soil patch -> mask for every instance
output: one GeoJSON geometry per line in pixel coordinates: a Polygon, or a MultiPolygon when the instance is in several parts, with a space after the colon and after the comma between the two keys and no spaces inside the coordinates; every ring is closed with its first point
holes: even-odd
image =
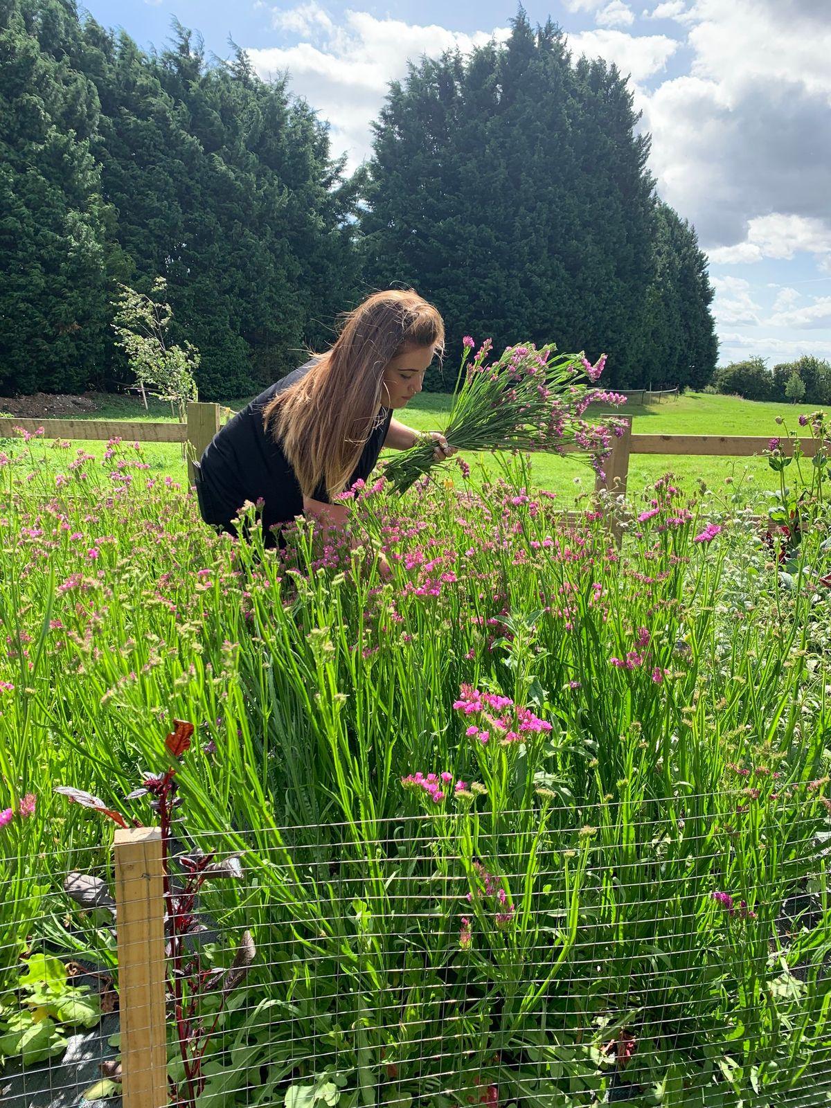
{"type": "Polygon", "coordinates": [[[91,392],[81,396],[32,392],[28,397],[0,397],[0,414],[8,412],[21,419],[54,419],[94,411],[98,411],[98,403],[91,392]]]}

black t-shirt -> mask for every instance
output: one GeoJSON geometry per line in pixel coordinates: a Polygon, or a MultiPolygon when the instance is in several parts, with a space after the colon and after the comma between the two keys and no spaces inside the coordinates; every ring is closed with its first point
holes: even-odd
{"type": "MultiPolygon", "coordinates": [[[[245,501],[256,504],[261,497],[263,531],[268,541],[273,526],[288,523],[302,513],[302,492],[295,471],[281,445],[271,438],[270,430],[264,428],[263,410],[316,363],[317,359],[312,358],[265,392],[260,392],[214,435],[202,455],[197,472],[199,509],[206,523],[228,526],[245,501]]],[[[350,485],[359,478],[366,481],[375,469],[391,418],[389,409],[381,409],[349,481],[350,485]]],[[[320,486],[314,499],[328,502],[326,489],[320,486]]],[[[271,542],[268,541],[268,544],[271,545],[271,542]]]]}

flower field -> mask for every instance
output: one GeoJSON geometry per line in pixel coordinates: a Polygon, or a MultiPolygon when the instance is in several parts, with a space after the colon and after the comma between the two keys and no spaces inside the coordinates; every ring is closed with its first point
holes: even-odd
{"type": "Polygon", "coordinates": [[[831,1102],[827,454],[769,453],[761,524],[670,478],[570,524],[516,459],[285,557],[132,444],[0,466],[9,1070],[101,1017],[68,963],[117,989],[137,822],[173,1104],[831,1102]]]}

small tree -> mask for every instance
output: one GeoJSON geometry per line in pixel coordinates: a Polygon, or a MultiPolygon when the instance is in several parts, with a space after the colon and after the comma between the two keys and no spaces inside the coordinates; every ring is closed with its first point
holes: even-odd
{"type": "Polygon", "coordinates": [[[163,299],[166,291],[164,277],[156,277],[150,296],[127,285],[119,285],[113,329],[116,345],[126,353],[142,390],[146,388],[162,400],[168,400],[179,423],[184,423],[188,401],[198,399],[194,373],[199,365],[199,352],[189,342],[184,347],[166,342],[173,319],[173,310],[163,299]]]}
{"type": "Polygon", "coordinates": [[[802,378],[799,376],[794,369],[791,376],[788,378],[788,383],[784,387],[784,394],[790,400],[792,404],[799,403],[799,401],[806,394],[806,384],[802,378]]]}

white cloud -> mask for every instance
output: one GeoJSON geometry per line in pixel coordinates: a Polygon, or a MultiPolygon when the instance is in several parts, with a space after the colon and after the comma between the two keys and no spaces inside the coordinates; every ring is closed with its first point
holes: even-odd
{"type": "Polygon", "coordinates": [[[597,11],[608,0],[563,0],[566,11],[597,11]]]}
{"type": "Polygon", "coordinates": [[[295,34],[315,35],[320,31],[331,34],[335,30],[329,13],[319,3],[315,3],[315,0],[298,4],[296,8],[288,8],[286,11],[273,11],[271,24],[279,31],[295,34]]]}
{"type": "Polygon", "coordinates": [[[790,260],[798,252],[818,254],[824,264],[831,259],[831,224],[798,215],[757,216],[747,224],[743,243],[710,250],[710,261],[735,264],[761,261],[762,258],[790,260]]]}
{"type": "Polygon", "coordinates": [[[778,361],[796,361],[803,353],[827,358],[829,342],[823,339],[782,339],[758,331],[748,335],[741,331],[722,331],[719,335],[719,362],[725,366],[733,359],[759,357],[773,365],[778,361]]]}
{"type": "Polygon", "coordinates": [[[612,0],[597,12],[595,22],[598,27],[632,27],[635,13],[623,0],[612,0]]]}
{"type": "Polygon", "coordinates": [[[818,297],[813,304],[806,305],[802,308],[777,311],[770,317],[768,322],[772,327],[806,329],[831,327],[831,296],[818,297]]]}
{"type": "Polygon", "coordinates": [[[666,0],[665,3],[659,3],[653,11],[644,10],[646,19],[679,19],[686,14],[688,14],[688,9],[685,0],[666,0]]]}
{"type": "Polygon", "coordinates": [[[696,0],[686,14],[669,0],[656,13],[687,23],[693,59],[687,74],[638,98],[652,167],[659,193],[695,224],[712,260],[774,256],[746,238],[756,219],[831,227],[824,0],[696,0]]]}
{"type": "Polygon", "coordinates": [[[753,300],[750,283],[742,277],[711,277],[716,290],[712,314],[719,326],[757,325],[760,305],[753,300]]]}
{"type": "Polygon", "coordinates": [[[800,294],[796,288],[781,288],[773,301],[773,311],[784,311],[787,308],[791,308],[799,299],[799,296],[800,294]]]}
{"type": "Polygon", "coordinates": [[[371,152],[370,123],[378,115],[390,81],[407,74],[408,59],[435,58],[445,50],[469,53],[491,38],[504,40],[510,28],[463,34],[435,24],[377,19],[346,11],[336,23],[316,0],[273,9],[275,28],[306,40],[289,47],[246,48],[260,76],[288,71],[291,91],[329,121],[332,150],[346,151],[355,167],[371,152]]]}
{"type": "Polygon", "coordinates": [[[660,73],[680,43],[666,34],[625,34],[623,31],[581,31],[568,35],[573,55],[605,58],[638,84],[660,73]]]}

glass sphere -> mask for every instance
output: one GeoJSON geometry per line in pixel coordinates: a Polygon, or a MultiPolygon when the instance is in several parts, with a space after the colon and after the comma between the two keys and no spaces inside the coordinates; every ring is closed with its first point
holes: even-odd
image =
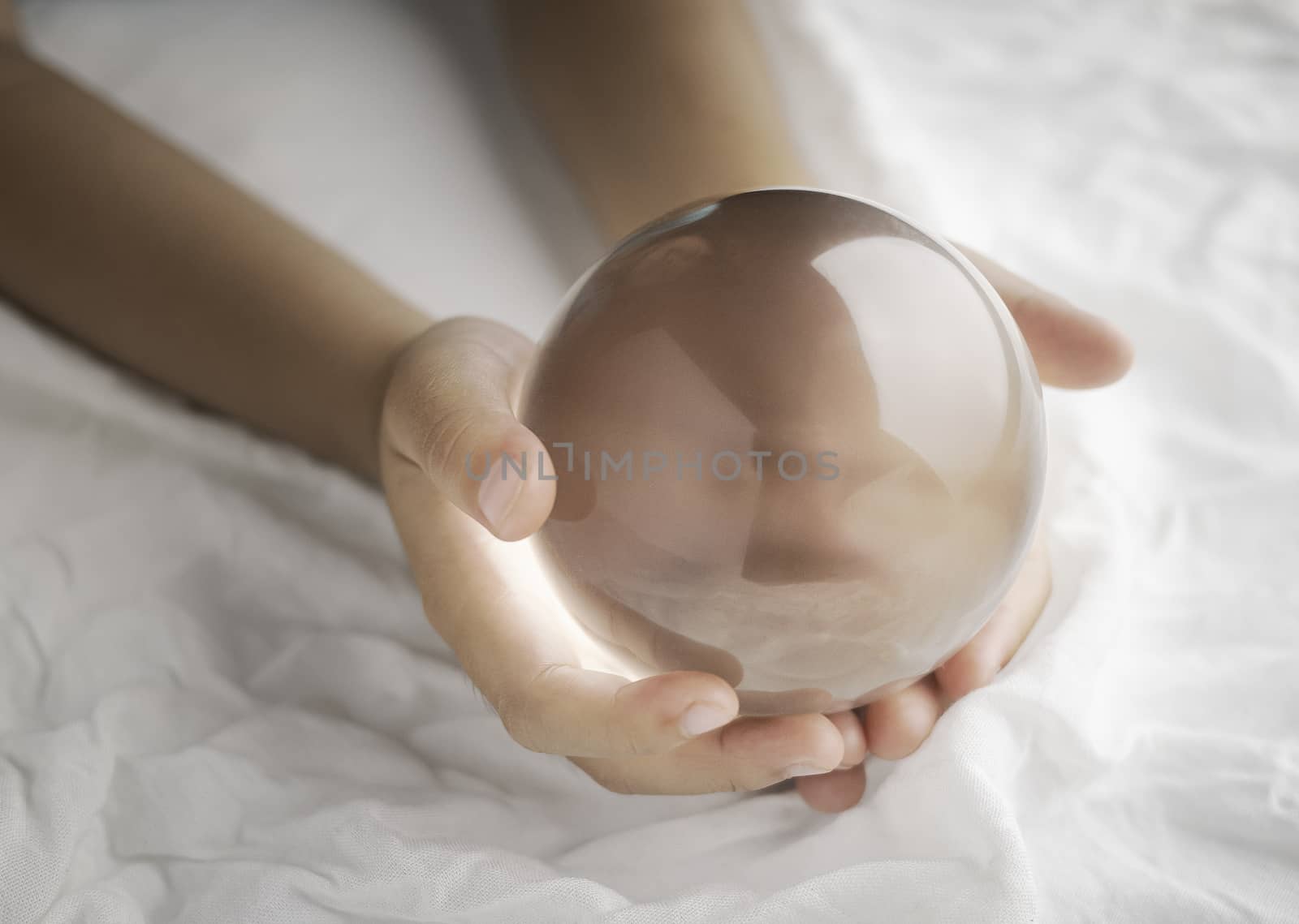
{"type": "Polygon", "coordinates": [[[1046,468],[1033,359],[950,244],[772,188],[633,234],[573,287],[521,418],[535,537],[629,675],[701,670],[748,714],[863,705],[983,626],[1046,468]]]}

++++++++++

- Set problem: Can you turn every line of the records above into a numbered list, skipping blank lines and leaving out the pictures?

- Completed exercise:
1. soil patch -> mask for every instance
2. output: one GeoJSON geometry per line in pixel coordinates: a Polygon, or a MultiPolygon when the instance is in several parts, with a space after the colon and after the comma between the two keys and no spaces inside the coordinates; every ring is closed with its first point
3. holes: even-odd
4. image =
5. {"type": "Polygon", "coordinates": [[[91,392],[81,396],[32,392],[28,397],[0,397],[0,414],[8,412],[21,419],[54,419],[94,411],[98,411],[98,403],[91,392]]]}
6. black t-shirt -> mask for every instance
7. output: one GeoJSON geometry per line in pixel coordinates: a Polygon, or a MultiPolygon when the instance is in several parts, with a space after the colon and after the comma between the two keys and no spaces inside the coordinates; every ring is closed with its first point
8. holes: even-odd
9. {"type": "MultiPolygon", "coordinates": [[[[245,501],[256,504],[261,497],[263,531],[268,541],[273,526],[288,523],[302,513],[302,492],[295,471],[281,445],[271,438],[270,430],[264,428],[263,410],[316,363],[317,359],[312,358],[265,392],[260,392],[214,435],[202,455],[197,472],[199,509],[206,523],[228,526],[245,501]]],[[[350,485],[359,478],[366,481],[375,469],[391,418],[389,409],[381,409],[349,481],[350,485]]],[[[320,486],[314,499],[328,502],[326,489],[320,486]]],[[[271,542],[268,541],[268,544],[271,545],[271,542]]]]}
10. flower field -> mask for every instance
11. output: one GeoJSON geometry per line in pixel coordinates: a Polygon, or a MultiPolygon when the instance is in several parts, with a space after the colon and after the comma between the two keys and no spaces inside the coordinates; every ring is closed with its first point
12. holes: even-odd
13. {"type": "Polygon", "coordinates": [[[831,1102],[827,454],[769,453],[761,524],[670,478],[570,524],[516,459],[285,557],[132,444],[0,466],[9,1070],[101,1017],[68,963],[117,989],[137,822],[173,1104],[831,1102]]]}
14. small tree -> mask for every instance
15. output: one GeoJSON geometry per line in pixel coordinates: a Polygon, or a MultiPolygon when the instance is in several parts, with a space after the colon and after the comma between the two keys and no spaces inside the coordinates; every ring is closed with its first point
16. holes: even-odd
17. {"type": "Polygon", "coordinates": [[[163,299],[166,291],[164,277],[156,277],[150,296],[127,285],[119,285],[113,329],[116,345],[126,353],[142,390],[146,388],[162,400],[168,400],[179,423],[184,423],[188,401],[198,399],[194,373],[199,365],[199,352],[189,342],[184,347],[166,342],[173,319],[173,310],[163,299]]]}
18. {"type": "Polygon", "coordinates": [[[802,378],[799,376],[794,369],[791,376],[788,378],[788,383],[784,387],[784,394],[790,400],[792,404],[799,403],[799,401],[806,394],[806,384],[802,378]]]}
19. white cloud -> mask for every instance
20. output: one GeoJSON geometry per line in pixel coordinates: a Polygon, or a MultiPolygon when the instance is in several parts, with a space after the colon and after the comma between the two keys and no spaces inside the coordinates; every ring is closed with its first point
21. holes: even-odd
22. {"type": "Polygon", "coordinates": [[[597,11],[608,0],[563,0],[566,11],[597,11]]]}
23. {"type": "Polygon", "coordinates": [[[295,34],[315,35],[320,31],[331,34],[335,30],[329,13],[319,3],[315,3],[315,0],[298,4],[296,8],[288,8],[286,11],[273,11],[271,24],[279,31],[295,34]]]}
24. {"type": "Polygon", "coordinates": [[[790,260],[798,252],[818,254],[824,264],[831,259],[831,224],[798,215],[757,216],[747,224],[743,243],[710,250],[710,261],[735,264],[761,261],[762,258],[790,260]]]}
25. {"type": "Polygon", "coordinates": [[[778,361],[796,361],[803,353],[827,358],[829,342],[823,339],[782,339],[758,331],[748,335],[741,331],[722,331],[719,335],[719,362],[725,366],[733,359],[759,357],[773,365],[778,361]]]}
26. {"type": "Polygon", "coordinates": [[[612,0],[597,12],[595,22],[598,27],[632,27],[635,13],[623,0],[612,0]]]}
27. {"type": "Polygon", "coordinates": [[[818,297],[813,304],[806,305],[802,308],[777,311],[770,317],[768,322],[772,327],[806,329],[831,327],[831,296],[818,297]]]}
28. {"type": "Polygon", "coordinates": [[[666,0],[665,3],[659,3],[653,11],[644,10],[646,19],[679,19],[686,14],[688,14],[688,9],[685,0],[666,0]]]}
29. {"type": "Polygon", "coordinates": [[[696,0],[686,14],[669,0],[656,13],[687,23],[693,59],[687,74],[638,98],[652,167],[659,193],[695,224],[712,260],[774,256],[746,238],[756,219],[831,227],[824,0],[696,0]]]}
30. {"type": "Polygon", "coordinates": [[[753,300],[750,283],[742,277],[711,277],[716,290],[712,314],[719,326],[757,325],[760,305],[753,300]]]}
31. {"type": "Polygon", "coordinates": [[[800,294],[796,288],[781,288],[773,301],[773,311],[784,311],[787,308],[791,308],[799,299],[799,296],[800,294]]]}
32. {"type": "Polygon", "coordinates": [[[371,152],[370,123],[378,115],[390,81],[407,74],[408,59],[435,58],[445,50],[469,53],[491,38],[504,40],[510,28],[463,34],[435,24],[377,19],[346,11],[336,23],[316,0],[273,9],[275,28],[306,40],[289,47],[246,48],[260,76],[288,71],[291,91],[329,121],[332,150],[346,151],[355,167],[371,152]]]}
33. {"type": "Polygon", "coordinates": [[[660,73],[680,43],[666,34],[625,34],[623,31],[581,31],[568,35],[573,55],[605,58],[638,84],[660,73]]]}
34. glass sphere -> mask for every instance
35. output: one GeoJSON geometry per line in pixel coordinates: a Polygon, or a MultiPolygon when the instance is in several parts, with a space after the colon and after the comma between the two keys and no spaces inside the coordinates; every ring is closed with its first point
36. holes: even-odd
37. image =
38. {"type": "Polygon", "coordinates": [[[1046,468],[1033,359],[950,244],[772,188],[633,234],[573,287],[521,418],[535,537],[629,675],[701,670],[748,714],[863,705],[983,626],[1046,468]]]}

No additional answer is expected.